→ Exercise brief
Extract the lines unchanged, beginning at the line that contains "paper label on" and continuing through the end of the lines.

→ Input records
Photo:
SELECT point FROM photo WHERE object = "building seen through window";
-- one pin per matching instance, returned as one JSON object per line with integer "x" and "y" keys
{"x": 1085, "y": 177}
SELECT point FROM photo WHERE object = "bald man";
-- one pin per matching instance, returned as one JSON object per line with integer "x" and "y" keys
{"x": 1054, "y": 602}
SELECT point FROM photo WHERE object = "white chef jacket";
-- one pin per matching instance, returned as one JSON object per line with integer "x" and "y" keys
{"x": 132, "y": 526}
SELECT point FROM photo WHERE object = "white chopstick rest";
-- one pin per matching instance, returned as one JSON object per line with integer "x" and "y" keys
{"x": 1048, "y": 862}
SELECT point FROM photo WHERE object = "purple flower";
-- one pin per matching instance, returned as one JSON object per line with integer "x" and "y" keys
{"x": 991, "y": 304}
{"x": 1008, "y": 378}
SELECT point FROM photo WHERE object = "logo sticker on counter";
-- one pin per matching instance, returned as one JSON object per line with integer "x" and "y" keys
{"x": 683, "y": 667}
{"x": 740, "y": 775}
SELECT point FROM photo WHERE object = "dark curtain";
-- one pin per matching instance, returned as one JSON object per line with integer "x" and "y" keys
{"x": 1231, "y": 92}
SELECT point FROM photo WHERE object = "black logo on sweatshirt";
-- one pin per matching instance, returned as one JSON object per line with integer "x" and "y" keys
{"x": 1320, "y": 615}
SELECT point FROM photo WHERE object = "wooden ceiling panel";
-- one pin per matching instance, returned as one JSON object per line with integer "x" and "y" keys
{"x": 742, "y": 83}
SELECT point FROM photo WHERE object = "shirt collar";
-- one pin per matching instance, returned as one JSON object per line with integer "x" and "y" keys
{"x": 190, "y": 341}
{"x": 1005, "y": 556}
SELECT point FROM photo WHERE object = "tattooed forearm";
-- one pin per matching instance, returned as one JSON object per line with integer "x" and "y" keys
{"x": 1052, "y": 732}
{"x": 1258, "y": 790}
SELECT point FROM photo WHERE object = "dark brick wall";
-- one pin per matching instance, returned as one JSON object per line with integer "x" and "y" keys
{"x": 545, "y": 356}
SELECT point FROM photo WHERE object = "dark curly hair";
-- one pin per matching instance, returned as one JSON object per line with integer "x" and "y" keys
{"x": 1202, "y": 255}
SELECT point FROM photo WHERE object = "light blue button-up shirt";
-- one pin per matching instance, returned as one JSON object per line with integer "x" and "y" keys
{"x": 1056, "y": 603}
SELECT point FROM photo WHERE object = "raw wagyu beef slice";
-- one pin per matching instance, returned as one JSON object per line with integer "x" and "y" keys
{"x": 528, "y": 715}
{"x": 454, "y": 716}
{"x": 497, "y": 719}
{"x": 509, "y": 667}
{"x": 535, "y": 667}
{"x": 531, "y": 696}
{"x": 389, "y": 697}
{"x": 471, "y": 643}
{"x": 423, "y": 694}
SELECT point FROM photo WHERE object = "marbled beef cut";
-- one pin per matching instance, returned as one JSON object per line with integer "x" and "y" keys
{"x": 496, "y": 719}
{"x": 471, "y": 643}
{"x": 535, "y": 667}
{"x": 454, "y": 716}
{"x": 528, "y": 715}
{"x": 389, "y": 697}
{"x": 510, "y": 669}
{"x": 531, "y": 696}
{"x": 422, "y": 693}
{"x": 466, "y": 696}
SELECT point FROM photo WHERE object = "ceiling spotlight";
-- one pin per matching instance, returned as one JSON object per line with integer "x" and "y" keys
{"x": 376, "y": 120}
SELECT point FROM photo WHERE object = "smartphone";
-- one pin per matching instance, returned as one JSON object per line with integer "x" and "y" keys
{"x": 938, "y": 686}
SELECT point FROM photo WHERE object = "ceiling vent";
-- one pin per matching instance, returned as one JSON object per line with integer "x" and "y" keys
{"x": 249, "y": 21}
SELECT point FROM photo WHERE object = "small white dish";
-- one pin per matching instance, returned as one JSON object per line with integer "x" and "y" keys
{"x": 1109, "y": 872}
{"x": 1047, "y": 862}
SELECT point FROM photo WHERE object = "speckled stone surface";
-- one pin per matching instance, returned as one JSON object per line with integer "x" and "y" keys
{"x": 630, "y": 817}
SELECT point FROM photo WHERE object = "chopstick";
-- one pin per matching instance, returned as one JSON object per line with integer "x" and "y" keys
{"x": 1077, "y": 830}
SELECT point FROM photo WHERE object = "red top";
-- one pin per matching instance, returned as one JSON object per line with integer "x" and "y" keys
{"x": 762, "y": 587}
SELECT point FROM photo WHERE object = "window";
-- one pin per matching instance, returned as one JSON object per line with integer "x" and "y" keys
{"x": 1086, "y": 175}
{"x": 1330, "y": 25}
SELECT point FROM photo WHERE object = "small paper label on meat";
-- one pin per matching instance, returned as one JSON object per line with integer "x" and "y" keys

→ Result for this exercise
SELECT point FROM photo WHERE object = "small paper label on meat";
-- one pin per matching instance, returned as one JSON object per line with integer "x" and "y" keys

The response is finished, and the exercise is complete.